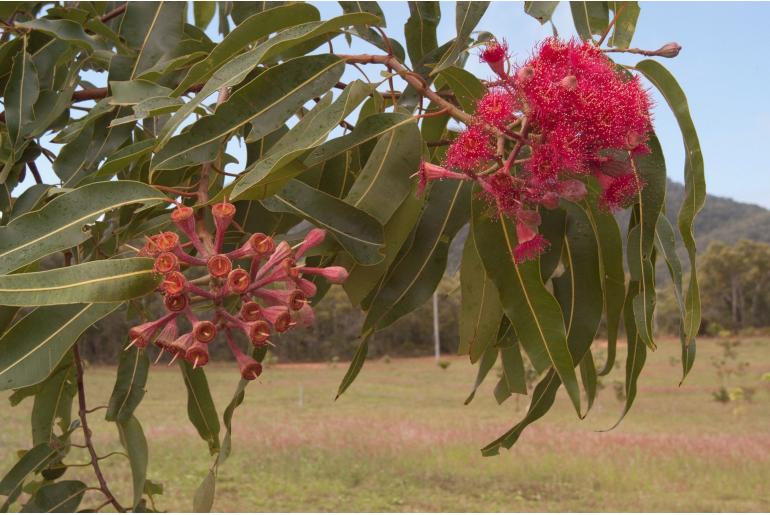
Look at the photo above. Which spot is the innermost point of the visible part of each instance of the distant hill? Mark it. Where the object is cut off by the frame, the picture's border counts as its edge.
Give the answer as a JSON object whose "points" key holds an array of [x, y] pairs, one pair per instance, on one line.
{"points": [[722, 218]]}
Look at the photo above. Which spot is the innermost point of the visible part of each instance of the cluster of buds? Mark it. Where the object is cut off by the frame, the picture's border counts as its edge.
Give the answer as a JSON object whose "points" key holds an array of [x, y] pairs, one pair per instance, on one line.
{"points": [[257, 289], [565, 114]]}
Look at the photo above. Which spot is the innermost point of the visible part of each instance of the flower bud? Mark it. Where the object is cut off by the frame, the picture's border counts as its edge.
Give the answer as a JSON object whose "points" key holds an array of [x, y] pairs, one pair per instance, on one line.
{"points": [[313, 238], [238, 281], [669, 50], [166, 262], [175, 303], [219, 265], [251, 311], [569, 83], [258, 332], [204, 331], [174, 283]]}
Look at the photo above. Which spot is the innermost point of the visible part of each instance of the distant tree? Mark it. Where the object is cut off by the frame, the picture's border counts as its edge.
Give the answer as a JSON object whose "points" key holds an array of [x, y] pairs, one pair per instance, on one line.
{"points": [[735, 284]]}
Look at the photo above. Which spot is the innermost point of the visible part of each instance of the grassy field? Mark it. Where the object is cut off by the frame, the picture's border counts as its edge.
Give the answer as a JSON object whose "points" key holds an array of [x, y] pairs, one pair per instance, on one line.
{"points": [[401, 440]]}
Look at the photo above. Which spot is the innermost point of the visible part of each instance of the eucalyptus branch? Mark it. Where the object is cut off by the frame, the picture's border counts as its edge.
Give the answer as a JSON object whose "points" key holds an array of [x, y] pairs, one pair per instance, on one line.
{"points": [[83, 413]]}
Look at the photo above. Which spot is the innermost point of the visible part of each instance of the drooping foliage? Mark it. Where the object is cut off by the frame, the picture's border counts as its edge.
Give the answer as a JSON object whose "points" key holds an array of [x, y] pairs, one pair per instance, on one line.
{"points": [[149, 209]]}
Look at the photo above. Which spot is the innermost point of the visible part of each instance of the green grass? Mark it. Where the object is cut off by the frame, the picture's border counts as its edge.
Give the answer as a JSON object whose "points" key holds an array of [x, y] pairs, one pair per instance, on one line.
{"points": [[401, 440]]}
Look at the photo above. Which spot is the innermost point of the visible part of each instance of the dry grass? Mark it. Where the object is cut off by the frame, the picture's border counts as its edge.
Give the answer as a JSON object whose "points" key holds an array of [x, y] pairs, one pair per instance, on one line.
{"points": [[401, 440]]}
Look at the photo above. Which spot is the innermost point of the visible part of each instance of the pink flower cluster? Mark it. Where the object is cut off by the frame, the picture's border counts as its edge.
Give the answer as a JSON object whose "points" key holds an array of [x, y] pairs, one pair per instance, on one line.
{"points": [[567, 113], [268, 296]]}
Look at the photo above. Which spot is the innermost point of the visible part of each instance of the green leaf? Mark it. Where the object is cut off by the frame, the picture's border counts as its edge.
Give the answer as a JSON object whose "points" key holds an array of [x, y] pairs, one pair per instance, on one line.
{"points": [[421, 28], [357, 232], [33, 460], [589, 17], [130, 92], [363, 279], [543, 397], [133, 441], [481, 311], [267, 102], [533, 311], [249, 30], [109, 280], [203, 13], [53, 401], [204, 495], [579, 289], [625, 25], [541, 11], [65, 30], [413, 277], [200, 405], [466, 87], [607, 234], [59, 225], [130, 381], [356, 364], [64, 496], [467, 16], [238, 68], [154, 29], [34, 345], [695, 187], [19, 98], [666, 244], [385, 173], [281, 163], [486, 363]]}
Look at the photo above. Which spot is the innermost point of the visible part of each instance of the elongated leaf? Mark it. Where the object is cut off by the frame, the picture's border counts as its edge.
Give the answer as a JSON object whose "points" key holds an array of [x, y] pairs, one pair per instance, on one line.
{"points": [[666, 245], [133, 441], [625, 25], [130, 381], [420, 29], [34, 345], [20, 96], [362, 280], [481, 311], [579, 288], [249, 30], [358, 233], [589, 17], [386, 173], [204, 495], [533, 311], [53, 401], [59, 225], [154, 29], [467, 16], [541, 11], [281, 163], [413, 277], [65, 30], [33, 460], [238, 68], [542, 399], [200, 405], [486, 363], [267, 102], [607, 234], [64, 496], [97, 281], [130, 92], [695, 189], [466, 87]]}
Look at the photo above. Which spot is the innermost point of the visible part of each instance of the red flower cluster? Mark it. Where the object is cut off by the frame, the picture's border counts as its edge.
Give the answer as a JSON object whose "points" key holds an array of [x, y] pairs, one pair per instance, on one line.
{"points": [[269, 296], [567, 112]]}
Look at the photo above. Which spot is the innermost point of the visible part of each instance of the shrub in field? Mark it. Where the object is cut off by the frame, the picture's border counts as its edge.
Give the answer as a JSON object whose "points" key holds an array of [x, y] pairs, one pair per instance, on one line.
{"points": [[343, 181]]}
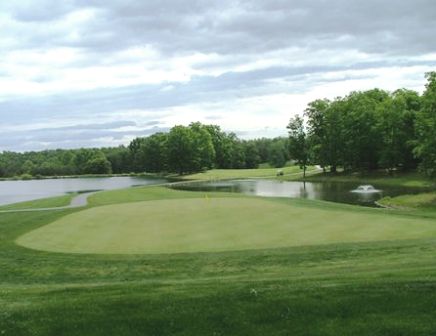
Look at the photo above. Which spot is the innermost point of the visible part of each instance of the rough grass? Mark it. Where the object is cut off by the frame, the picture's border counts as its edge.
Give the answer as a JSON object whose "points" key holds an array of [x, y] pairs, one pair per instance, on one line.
{"points": [[374, 288], [215, 224], [221, 174], [400, 179], [51, 202], [424, 200]]}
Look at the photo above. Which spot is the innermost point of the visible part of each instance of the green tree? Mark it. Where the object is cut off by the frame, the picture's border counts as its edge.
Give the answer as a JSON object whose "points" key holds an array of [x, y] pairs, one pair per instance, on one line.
{"points": [[426, 128], [298, 144], [181, 150], [204, 148], [154, 152]]}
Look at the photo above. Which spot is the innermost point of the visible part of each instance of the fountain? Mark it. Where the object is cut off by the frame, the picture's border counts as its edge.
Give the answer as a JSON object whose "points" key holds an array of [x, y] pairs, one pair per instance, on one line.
{"points": [[366, 189]]}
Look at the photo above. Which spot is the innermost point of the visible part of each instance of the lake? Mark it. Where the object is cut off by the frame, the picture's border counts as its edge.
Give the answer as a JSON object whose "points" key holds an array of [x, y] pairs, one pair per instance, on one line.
{"points": [[326, 191], [20, 191]]}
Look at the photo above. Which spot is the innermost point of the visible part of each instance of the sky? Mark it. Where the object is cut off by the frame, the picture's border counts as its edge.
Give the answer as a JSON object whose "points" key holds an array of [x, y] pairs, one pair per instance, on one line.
{"points": [[97, 73]]}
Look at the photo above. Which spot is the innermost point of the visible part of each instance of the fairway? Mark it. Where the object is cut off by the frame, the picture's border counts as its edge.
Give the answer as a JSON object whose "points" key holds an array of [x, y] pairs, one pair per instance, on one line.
{"points": [[216, 224]]}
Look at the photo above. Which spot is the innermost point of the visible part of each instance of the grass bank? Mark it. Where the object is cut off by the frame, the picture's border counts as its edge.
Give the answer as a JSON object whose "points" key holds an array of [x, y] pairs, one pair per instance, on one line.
{"points": [[399, 179], [384, 287], [51, 202], [225, 174], [418, 201]]}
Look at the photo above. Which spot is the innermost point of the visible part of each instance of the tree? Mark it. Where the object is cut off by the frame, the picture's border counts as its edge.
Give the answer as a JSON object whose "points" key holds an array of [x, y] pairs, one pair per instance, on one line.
{"points": [[98, 165], [426, 128], [298, 146], [395, 121], [252, 157], [277, 153], [181, 150], [154, 152], [204, 149]]}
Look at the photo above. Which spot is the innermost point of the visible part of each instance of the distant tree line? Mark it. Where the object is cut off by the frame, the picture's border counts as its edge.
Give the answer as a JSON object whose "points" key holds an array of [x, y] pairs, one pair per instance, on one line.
{"points": [[369, 130], [184, 149]]}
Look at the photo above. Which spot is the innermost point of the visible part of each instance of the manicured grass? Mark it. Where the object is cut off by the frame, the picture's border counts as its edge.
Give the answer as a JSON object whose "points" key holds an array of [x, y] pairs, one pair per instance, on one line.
{"points": [[51, 202], [400, 179], [215, 224], [424, 200], [367, 288], [221, 174]]}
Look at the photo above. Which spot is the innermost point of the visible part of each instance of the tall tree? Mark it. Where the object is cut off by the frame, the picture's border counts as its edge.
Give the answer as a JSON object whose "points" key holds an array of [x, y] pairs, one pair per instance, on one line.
{"points": [[426, 127], [298, 144]]}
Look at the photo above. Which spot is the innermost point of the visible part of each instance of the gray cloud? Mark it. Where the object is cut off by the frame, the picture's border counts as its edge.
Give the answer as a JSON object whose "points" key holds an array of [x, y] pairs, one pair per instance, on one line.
{"points": [[232, 35]]}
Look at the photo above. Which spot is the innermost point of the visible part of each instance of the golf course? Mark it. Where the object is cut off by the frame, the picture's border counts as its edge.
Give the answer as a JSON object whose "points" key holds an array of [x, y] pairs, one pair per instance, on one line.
{"points": [[156, 261]]}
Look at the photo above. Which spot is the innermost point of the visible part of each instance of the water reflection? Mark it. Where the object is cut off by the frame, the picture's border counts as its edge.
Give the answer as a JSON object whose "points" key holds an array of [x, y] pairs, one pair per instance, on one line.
{"points": [[328, 191], [20, 191]]}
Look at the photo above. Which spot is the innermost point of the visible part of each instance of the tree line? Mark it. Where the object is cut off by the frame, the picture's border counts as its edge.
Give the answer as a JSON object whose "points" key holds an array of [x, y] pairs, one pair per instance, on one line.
{"points": [[369, 130], [184, 149], [362, 131]]}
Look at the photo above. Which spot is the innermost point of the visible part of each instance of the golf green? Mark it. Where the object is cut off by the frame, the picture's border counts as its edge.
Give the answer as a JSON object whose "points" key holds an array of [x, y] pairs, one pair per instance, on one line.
{"points": [[216, 224]]}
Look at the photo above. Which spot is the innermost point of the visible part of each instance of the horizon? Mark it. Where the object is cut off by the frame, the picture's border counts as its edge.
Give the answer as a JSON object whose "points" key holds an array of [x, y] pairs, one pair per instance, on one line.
{"points": [[94, 75]]}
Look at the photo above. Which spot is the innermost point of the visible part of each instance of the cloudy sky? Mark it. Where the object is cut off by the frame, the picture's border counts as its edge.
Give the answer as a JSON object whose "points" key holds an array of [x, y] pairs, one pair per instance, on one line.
{"points": [[90, 73]]}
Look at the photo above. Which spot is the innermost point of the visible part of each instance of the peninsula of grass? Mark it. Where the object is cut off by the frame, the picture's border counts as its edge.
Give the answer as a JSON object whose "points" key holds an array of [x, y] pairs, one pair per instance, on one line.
{"points": [[418, 201], [358, 271], [51, 202], [411, 179], [226, 174]]}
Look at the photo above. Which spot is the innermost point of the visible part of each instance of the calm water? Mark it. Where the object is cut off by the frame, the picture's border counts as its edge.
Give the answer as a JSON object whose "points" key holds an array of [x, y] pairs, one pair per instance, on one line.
{"points": [[327, 191], [20, 191]]}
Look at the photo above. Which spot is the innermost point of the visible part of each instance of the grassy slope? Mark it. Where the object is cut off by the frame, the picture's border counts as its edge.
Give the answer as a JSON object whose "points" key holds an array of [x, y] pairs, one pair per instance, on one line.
{"points": [[424, 200], [216, 224], [51, 202], [220, 174], [405, 180], [378, 288]]}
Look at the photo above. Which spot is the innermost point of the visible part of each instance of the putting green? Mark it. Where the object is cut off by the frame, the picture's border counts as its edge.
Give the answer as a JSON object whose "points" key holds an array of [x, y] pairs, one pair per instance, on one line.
{"points": [[218, 224]]}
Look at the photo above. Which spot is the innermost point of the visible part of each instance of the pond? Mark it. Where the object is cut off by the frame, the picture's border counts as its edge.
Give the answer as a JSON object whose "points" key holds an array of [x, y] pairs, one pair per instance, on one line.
{"points": [[20, 191], [326, 191]]}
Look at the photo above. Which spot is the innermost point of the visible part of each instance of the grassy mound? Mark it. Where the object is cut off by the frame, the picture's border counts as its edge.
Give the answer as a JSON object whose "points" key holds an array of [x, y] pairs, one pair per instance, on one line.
{"points": [[215, 224]]}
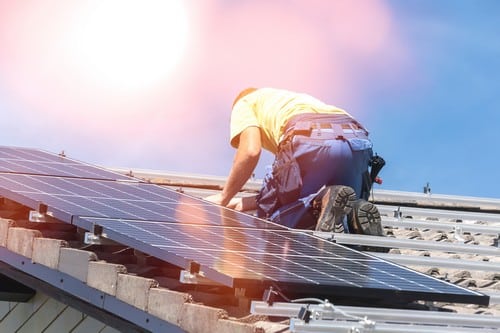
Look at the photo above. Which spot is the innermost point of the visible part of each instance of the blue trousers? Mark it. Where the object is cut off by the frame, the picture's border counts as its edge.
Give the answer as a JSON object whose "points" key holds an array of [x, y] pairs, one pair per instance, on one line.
{"points": [[333, 151]]}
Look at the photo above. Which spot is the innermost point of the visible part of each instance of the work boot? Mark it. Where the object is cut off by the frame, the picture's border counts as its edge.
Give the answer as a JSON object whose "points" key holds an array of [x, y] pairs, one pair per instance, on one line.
{"points": [[365, 218], [336, 203]]}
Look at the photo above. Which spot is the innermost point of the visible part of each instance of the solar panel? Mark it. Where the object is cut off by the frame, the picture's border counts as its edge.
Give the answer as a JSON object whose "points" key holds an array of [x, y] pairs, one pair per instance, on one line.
{"points": [[231, 248], [245, 258], [68, 197], [37, 162]]}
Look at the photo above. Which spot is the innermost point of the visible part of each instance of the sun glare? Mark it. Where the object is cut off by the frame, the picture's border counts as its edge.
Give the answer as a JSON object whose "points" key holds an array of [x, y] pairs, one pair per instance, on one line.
{"points": [[128, 45]]}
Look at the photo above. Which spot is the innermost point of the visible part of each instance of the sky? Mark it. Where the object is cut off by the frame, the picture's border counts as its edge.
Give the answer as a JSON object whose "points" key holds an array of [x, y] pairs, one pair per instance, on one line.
{"points": [[149, 84]]}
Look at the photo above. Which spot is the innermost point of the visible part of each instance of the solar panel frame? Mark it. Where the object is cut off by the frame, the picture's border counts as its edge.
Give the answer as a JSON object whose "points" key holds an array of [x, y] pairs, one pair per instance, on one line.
{"points": [[68, 197], [38, 162], [136, 213], [309, 262]]}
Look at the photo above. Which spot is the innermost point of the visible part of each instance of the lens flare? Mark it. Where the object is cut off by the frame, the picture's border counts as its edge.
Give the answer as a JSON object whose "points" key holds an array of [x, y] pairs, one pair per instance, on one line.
{"points": [[127, 45]]}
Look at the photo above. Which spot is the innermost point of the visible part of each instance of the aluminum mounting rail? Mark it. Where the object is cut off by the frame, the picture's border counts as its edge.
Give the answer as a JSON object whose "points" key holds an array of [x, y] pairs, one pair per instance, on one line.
{"points": [[389, 242], [406, 260], [327, 317], [438, 213], [444, 226], [435, 200]]}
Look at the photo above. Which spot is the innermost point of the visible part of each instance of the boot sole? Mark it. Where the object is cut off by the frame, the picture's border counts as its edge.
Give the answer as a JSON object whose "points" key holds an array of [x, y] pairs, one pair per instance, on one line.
{"points": [[367, 218], [339, 202]]}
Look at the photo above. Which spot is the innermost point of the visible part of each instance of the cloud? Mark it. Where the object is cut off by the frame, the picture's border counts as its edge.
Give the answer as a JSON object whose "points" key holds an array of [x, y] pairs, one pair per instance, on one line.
{"points": [[330, 49]]}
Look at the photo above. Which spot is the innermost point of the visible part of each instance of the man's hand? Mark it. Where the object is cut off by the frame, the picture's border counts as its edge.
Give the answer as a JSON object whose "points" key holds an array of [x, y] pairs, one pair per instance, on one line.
{"points": [[215, 198], [239, 204]]}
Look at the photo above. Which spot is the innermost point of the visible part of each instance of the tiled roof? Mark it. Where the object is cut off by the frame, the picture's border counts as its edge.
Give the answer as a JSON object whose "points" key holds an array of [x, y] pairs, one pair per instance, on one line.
{"points": [[452, 238]]}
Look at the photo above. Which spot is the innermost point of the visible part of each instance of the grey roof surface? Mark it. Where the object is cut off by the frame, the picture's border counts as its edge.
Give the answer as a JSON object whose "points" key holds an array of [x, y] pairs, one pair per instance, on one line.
{"points": [[448, 237]]}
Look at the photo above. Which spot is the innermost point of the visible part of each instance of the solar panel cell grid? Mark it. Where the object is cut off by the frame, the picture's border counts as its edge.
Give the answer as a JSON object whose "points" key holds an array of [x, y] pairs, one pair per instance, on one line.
{"points": [[31, 161], [233, 248], [127, 200], [272, 255]]}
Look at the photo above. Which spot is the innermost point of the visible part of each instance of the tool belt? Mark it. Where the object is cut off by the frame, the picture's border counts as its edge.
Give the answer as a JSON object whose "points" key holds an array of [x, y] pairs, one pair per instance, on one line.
{"points": [[323, 126]]}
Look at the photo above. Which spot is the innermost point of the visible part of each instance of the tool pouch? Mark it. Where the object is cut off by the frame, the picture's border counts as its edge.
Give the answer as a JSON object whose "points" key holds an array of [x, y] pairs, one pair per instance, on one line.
{"points": [[284, 185]]}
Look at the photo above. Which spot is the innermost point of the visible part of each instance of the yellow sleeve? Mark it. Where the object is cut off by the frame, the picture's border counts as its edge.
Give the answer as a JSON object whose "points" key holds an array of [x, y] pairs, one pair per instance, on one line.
{"points": [[242, 116]]}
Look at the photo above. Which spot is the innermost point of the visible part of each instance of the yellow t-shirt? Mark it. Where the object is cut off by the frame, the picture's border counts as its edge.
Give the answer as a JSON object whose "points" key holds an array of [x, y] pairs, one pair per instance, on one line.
{"points": [[269, 109]]}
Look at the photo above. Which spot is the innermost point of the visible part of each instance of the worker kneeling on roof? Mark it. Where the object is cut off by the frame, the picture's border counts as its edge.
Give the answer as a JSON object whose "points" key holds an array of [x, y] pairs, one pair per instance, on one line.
{"points": [[324, 165]]}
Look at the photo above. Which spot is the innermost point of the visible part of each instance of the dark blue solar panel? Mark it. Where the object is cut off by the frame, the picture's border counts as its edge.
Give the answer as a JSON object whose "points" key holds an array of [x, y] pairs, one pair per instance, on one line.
{"points": [[37, 162], [241, 257], [68, 197], [232, 248]]}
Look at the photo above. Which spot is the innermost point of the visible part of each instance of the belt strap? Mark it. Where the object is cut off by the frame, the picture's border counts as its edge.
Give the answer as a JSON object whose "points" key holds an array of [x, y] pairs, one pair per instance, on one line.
{"points": [[325, 126]]}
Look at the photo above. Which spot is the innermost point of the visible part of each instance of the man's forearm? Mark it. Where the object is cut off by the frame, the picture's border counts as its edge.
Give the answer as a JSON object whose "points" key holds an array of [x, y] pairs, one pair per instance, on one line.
{"points": [[241, 171]]}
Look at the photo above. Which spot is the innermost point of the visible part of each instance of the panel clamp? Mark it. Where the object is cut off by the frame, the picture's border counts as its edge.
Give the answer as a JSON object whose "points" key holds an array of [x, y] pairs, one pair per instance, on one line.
{"points": [[97, 237], [41, 214]]}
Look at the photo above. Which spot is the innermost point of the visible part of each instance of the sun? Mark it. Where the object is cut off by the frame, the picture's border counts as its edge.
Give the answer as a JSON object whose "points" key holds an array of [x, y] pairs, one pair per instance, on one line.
{"points": [[127, 45]]}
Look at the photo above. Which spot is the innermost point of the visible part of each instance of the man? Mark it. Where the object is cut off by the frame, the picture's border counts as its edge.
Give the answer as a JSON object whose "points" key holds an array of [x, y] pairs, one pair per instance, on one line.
{"points": [[320, 177]]}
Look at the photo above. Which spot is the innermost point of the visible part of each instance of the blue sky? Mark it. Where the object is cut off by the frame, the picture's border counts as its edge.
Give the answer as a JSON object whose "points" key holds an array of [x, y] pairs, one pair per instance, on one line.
{"points": [[421, 75]]}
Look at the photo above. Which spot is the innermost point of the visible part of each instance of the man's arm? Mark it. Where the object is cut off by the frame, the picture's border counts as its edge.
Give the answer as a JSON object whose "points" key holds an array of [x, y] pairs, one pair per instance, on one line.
{"points": [[245, 160]]}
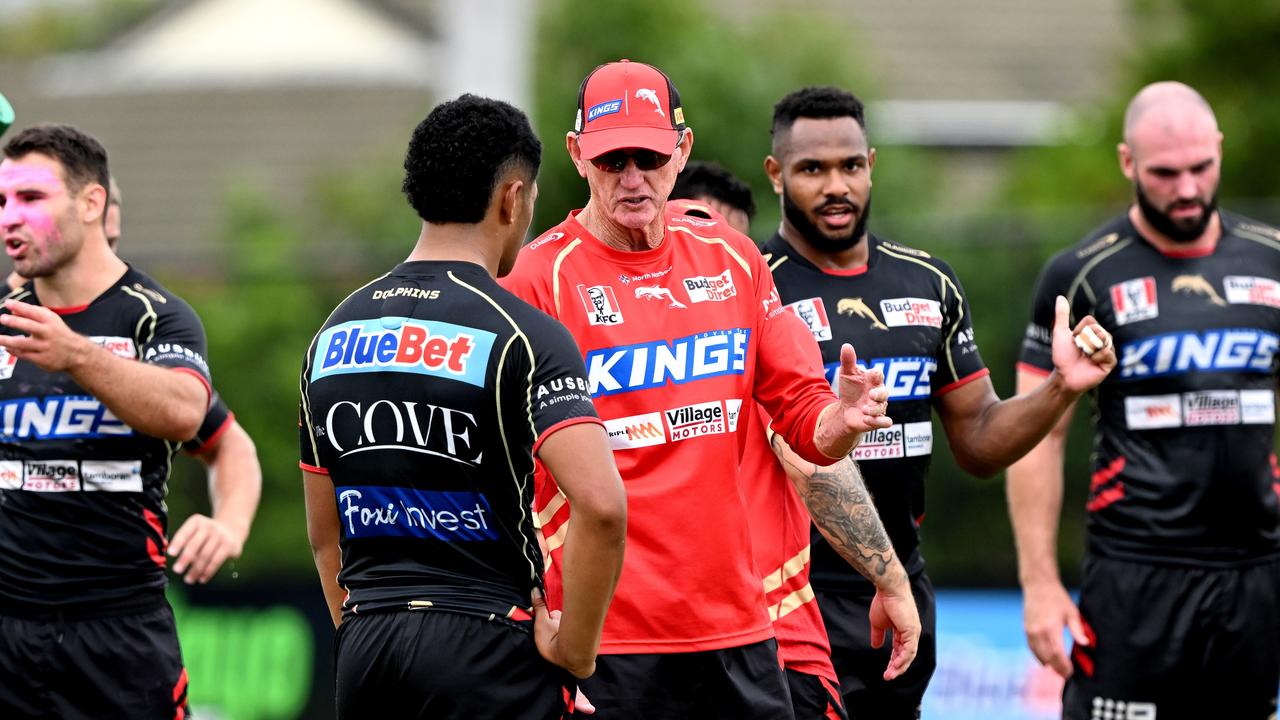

------------------------------------------------

Aim of the task |
The response must give every line from the material above that holds the string "distant".

Task output |
Look at the photo above. Which spot is the innermost point of the visible part of each instance of the distant hill? Mark it. Where the object is cut off by the frame, the picture's border counts as its edge.
Look at the photo above. Which spot is the innermost point of the visible part of each instance of the distant tree? Mark it. Where the object is cut off by the frame, the picture's border counts as its edge.
Look at the photo above. Which spot is the innermost point of the visible part of each instance of the distant tree line? Mark it. Where the object is cut off by the frame, the picture's border counts as its edge.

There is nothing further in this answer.